_Problem statement_
Search term "doormat": please copy every line of the records below that contains it.

[Start of Attachment]

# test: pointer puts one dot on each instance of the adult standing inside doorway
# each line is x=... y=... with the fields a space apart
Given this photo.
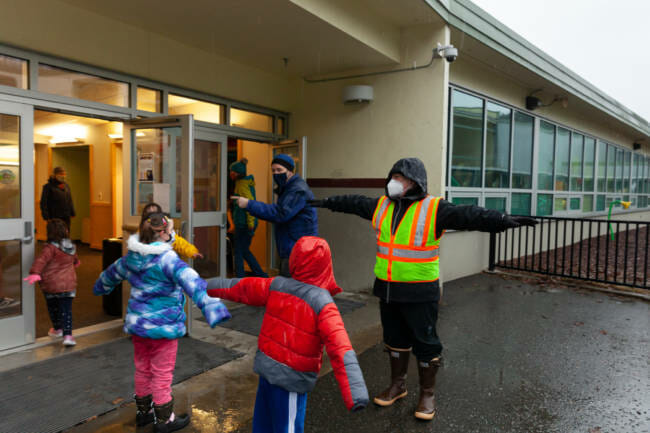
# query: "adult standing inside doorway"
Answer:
x=56 y=198
x=292 y=216
x=409 y=224
x=245 y=223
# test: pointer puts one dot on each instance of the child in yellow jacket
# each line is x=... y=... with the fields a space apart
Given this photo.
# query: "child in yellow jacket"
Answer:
x=179 y=244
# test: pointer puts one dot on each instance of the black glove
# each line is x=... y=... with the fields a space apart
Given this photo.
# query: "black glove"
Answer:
x=512 y=221
x=316 y=203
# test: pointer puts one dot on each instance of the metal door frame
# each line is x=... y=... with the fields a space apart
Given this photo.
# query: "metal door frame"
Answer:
x=21 y=330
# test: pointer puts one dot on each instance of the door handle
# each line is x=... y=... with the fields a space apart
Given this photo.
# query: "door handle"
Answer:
x=28 y=237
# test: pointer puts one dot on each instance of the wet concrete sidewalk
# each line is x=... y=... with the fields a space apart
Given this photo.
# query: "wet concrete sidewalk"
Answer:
x=519 y=357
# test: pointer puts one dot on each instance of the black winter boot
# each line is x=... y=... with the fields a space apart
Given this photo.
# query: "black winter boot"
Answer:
x=399 y=363
x=144 y=415
x=426 y=409
x=163 y=413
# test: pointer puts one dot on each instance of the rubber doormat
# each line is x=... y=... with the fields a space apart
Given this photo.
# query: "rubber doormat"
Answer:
x=56 y=394
x=248 y=319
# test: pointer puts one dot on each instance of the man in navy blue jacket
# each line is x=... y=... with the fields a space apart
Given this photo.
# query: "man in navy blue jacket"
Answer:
x=291 y=214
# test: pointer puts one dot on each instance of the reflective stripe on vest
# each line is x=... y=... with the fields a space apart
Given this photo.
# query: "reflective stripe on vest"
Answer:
x=411 y=253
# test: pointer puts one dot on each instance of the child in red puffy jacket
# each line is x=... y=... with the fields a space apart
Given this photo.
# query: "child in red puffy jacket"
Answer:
x=300 y=318
x=55 y=269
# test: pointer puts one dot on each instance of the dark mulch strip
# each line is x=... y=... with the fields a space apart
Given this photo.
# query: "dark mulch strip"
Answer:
x=624 y=260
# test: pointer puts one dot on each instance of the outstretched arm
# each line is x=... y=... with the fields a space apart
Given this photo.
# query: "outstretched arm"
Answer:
x=251 y=291
x=470 y=217
x=355 y=204
x=342 y=357
x=286 y=208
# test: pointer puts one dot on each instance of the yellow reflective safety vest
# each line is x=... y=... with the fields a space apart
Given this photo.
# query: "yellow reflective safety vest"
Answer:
x=410 y=254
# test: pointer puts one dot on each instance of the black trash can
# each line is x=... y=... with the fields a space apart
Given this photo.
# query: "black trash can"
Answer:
x=111 y=251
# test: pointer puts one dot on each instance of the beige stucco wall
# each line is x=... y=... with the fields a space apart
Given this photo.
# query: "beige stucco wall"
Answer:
x=406 y=118
x=60 y=29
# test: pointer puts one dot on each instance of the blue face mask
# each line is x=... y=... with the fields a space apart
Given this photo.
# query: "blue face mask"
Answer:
x=280 y=179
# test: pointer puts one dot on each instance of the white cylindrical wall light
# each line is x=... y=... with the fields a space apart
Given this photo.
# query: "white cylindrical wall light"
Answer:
x=357 y=94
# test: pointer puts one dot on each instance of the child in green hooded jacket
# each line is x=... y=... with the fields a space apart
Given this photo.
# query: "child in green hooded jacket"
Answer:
x=245 y=223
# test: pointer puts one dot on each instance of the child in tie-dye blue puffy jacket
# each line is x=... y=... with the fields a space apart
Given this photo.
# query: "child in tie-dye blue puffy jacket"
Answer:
x=155 y=316
x=158 y=277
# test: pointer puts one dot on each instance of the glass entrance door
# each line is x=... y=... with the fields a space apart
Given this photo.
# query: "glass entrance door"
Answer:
x=17 y=316
x=180 y=166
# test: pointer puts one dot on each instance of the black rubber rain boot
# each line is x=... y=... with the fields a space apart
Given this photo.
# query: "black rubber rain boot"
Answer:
x=163 y=413
x=399 y=363
x=144 y=414
x=426 y=409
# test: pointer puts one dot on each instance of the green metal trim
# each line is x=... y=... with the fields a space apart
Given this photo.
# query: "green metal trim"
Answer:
x=475 y=22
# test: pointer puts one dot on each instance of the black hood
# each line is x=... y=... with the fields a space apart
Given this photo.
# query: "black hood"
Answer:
x=411 y=168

[End of Attachment]

_Written answer_
# test: pointer puts one dot on each instance of the rubber doormat
# query: "rubber doormat"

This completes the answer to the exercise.